EXERCISE: Please resume the blog post and comment thread below, about a husband going out with a friend rumored to have been unfaithful, starting right after its last line, not the data that comes after it.

QUOTED PASSAGE:
━━━━━━

Ok, I must start by saying that Mr. Jetplane is a wonderful guy and I trust him completely. And the fact that my cute hubby has a nasty porn stache can't do anything for his appeal with the ladies right now...

But here's a question that came up this weekend. Would you be okay with your husband going out with another guy who has allegedly been unfaithful to his wife? What do they say about the company you keep? Its one thing to have cheated on your boyfriend or girlfriend, because I've been that person, but this is a whole other level of deceit... or at least it seems that way to me.

Just putting it out there...

**Update - Point of Clarification Required... I don't have a problem with them being friends. I won't tell him who he can or can't be friends with. I have a small issue with them going out to a bar just the 2 of them. Mr. Jetplane says he has no idea if the rumors about the couple were true or not and he refuses to have conversations with him about it. Which I think is fair....

12 comments:

Casey (@ Chaos and Cardboard) said...

I would not. Not because I don't trust my husband, but because I would bot want him to be around someone with no respect of the sanctity of marriage. Clearly if the guy had no respect for his wife, he would have no respect for me.

Casey (@ Chaos and Cardboard) said...

bot=not Oops!

d.a.r. said...

I have been in this situation before. One of Z's buddies from WP cheated on his fiancée about a billion times before they got married. We were still engaged at this point, and I tried my best to keep my mouth shut. I trust Z completely. However, it did bring about some very interesting conversations, and to see how upset is made Z to see his friend being a total jerk really made me feel a lot better. They continued to hang out, but as it became more and more clear that this guy was lying to his fiancée more often than not (i.e. there was a whole debacle about his bachelor party that most of the wedding guests were whispering about during their wedding reception and the poor girl thought he was a virgin on their wedding night, it was really sad!) Z basically broke up with his friend.

I don't know, it's a weird and uncomfortable situation to be in, and I think Casey is right...the respect thing is huge. As is the whole "if you lay down in crap long enough, it's going to start to rub off" thing.

Bumpkin on a Swing said...

HELL NO!!!!

━━━━━━

SUPPLIED INFORMATION:
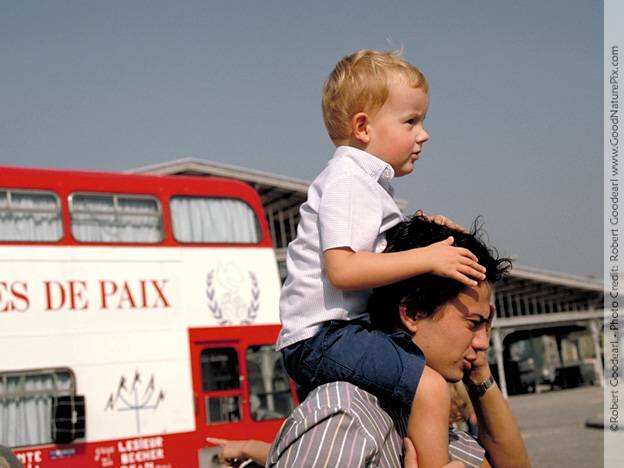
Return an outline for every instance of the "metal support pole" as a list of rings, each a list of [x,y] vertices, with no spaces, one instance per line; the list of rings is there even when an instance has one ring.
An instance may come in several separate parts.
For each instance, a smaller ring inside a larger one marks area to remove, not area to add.
[[[600,329],[602,328],[597,320],[591,320],[589,322],[589,328],[592,332],[592,340],[594,341],[594,354],[596,359],[594,360],[594,369],[596,372],[596,378],[600,382],[600,386],[604,387],[604,372],[602,369],[602,349],[600,348]]]
[[[498,369],[498,383],[503,396],[507,398],[507,379],[505,378],[505,365],[503,364],[503,340],[500,336],[500,329],[495,328],[492,330],[492,341],[494,342],[496,368]]]

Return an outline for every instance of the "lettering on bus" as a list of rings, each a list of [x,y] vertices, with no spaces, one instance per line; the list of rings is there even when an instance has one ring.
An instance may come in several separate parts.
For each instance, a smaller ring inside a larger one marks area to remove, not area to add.
[[[171,308],[167,279],[115,281],[100,279],[42,281],[0,281],[0,312],[28,312],[33,304],[31,292],[43,298],[43,310],[149,310]],[[39,286],[38,288],[36,286]]]
[[[17,459],[22,462],[24,468],[39,468],[39,463],[43,461],[41,450],[16,453]]]

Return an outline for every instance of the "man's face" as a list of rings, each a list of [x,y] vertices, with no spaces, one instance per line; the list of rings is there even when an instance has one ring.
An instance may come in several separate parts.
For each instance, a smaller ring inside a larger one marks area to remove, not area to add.
[[[417,319],[412,340],[422,349],[427,365],[449,382],[461,380],[489,346],[492,321],[489,283],[463,289],[426,318]]]

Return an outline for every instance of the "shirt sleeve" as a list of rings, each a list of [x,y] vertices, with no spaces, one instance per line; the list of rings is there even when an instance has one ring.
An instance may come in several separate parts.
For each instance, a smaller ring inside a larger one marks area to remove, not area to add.
[[[383,221],[380,188],[373,183],[357,173],[328,181],[318,208],[322,251],[337,247],[373,251]]]
[[[360,424],[347,412],[333,412],[305,429],[300,427],[301,433],[294,440],[289,438],[288,444],[274,444],[266,466],[376,467],[378,450]],[[297,432],[297,428],[290,429]]]

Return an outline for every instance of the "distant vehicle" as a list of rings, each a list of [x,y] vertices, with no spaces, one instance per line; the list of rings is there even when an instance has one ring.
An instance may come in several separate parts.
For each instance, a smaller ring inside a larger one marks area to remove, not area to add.
[[[34,467],[207,467],[296,404],[258,194],[0,167],[0,445]]]

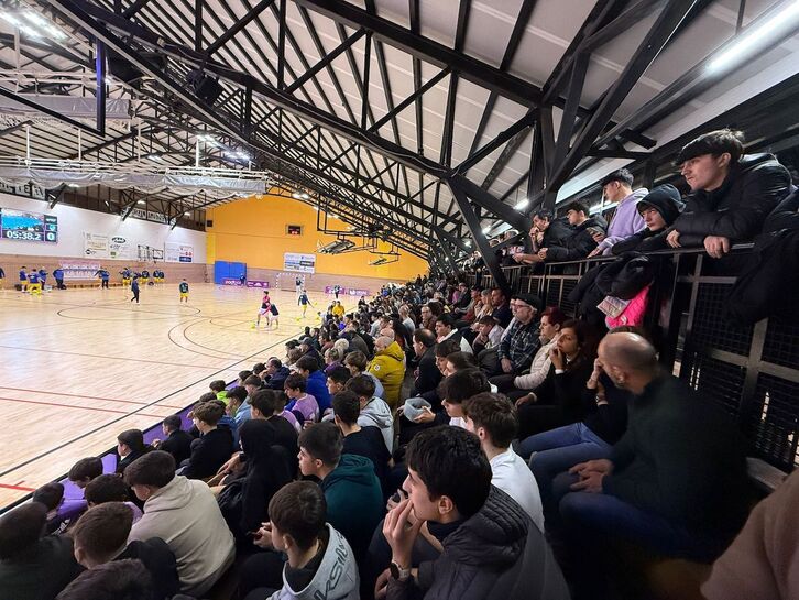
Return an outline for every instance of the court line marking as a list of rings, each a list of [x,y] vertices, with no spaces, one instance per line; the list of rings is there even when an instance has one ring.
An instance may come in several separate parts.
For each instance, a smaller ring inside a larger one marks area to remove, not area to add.
[[[259,356],[260,353],[262,353],[262,352],[265,352],[266,350],[270,350],[270,349],[274,348],[275,346],[277,346],[277,345],[280,345],[280,343],[284,343],[284,342],[285,342],[285,341],[286,341],[287,339],[291,339],[291,338],[295,337],[296,335],[297,335],[297,334],[292,334],[292,335],[289,335],[289,336],[286,336],[286,337],[284,337],[284,338],[282,338],[282,339],[277,340],[276,342],[274,342],[274,343],[272,343],[272,345],[270,345],[270,346],[267,346],[267,347],[265,347],[265,348],[262,348],[262,349],[261,349],[261,350],[259,350],[258,352],[253,352],[253,353],[252,353],[252,354],[250,354],[249,357],[244,357],[244,358],[243,358],[243,359],[241,359],[241,360],[237,360],[236,362],[232,362],[232,363],[228,364],[227,367],[225,367],[225,368],[222,368],[222,369],[219,369],[219,370],[215,371],[215,372],[214,372],[214,373],[211,373],[210,375],[206,375],[206,377],[203,377],[203,378],[198,379],[197,381],[193,381],[191,383],[189,383],[189,384],[187,384],[187,385],[184,385],[184,386],[183,386],[183,388],[180,388],[179,390],[175,390],[174,392],[172,392],[172,393],[169,393],[169,394],[166,394],[165,396],[163,396],[163,397],[161,397],[161,399],[158,399],[158,400],[156,400],[156,401],[153,401],[153,402],[151,402],[150,404],[147,404],[147,405],[145,405],[145,406],[142,406],[141,408],[138,408],[136,411],[133,411],[132,413],[129,413],[129,414],[127,414],[127,415],[124,415],[124,416],[121,416],[121,417],[119,417],[119,418],[116,418],[116,419],[113,419],[113,421],[110,421],[109,423],[106,423],[106,424],[103,424],[103,425],[100,425],[100,426],[98,426],[98,427],[95,427],[94,429],[91,429],[91,430],[89,430],[89,432],[86,432],[86,433],[81,434],[81,435],[80,435],[80,436],[78,436],[78,437],[74,437],[74,438],[72,438],[72,439],[68,439],[68,440],[66,440],[66,441],[64,441],[64,443],[59,444],[58,446],[55,446],[54,448],[51,448],[50,450],[46,450],[46,451],[44,451],[44,452],[40,452],[40,454],[39,454],[37,456],[34,456],[34,457],[32,457],[32,458],[29,458],[29,459],[28,459],[28,460],[25,460],[24,462],[21,462],[21,463],[19,463],[19,465],[14,465],[13,467],[9,467],[9,468],[8,468],[8,469],[6,469],[4,471],[1,471],[1,472],[0,472],[0,477],[6,477],[7,474],[9,474],[9,473],[12,473],[12,472],[14,472],[15,470],[18,470],[18,469],[21,469],[21,468],[23,468],[23,467],[26,467],[28,465],[31,465],[32,462],[35,462],[35,461],[37,461],[37,460],[41,460],[41,459],[43,459],[43,458],[46,458],[46,457],[47,457],[47,456],[50,456],[51,454],[53,454],[53,452],[57,452],[58,450],[62,450],[62,449],[66,448],[67,446],[70,446],[72,444],[75,444],[76,441],[79,441],[79,440],[80,440],[81,438],[84,438],[84,437],[87,437],[87,436],[90,436],[90,435],[92,435],[92,434],[96,434],[97,432],[101,432],[101,430],[102,430],[102,429],[105,429],[106,427],[109,427],[109,426],[113,425],[114,423],[119,423],[120,421],[123,421],[124,418],[127,418],[127,417],[129,417],[129,416],[132,416],[132,415],[134,415],[134,414],[141,414],[141,413],[140,413],[140,411],[141,411],[142,408],[147,408],[147,407],[150,407],[150,406],[153,406],[153,405],[157,404],[158,402],[161,402],[161,401],[164,401],[164,400],[166,400],[166,399],[167,399],[167,397],[169,397],[169,396],[173,396],[173,395],[175,395],[175,394],[178,394],[178,393],[180,393],[180,392],[183,392],[183,391],[185,391],[185,390],[188,390],[188,389],[189,389],[189,388],[191,388],[193,385],[197,385],[198,383],[203,383],[203,382],[204,382],[205,380],[207,380],[207,379],[209,379],[209,378],[212,378],[214,375],[216,375],[216,374],[218,374],[218,373],[223,373],[225,371],[228,371],[228,370],[229,370],[229,369],[231,369],[232,367],[234,367],[234,366],[237,366],[237,364],[241,364],[241,363],[242,363],[242,362],[244,362],[245,360],[250,360],[250,359],[252,359],[253,357],[256,357],[256,356]],[[157,417],[157,418],[163,418],[163,417]],[[12,503],[12,504],[13,504],[13,503]]]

━━━━━━

RIGHT ANSWER:
Brittany said...

I wouldn't have a problem with it. It would weird me out a little, I'll admit, but I trust my husband and he knows right from wrong. It's his choice to spend time with that friend. At the end of the day, though, you can't judge a person's marriage. It's not like you'd know all the dirty details and what really happened.

AmberW said...

Hmmm... I don't know how I would feel about that.
I am pretty sure I would be uncomfortable about it. It will almost like condoning what this friend had done?? Maybe I am completely off base here... and I guess it just depends on where they were going and what they were doing while they were hanging out????

~Mrs. Guru~ said...

100% percent no. We talked about situations like this in our Sunday school class. Mr. Guru and I also have this talk as well. We usually hang out with people who have the same morals and values as we do.

Stephanie said...

Nope.

We both have the expectation that our friends will have more or less the same morals and values.

...and by more or less I mean pretty small things.

We talked about this a lot in pre-cana, and we continue to keep the lines of communication open when it comes to friends.

Neither of us want to have friends that make the other person even slightly uncomfortable.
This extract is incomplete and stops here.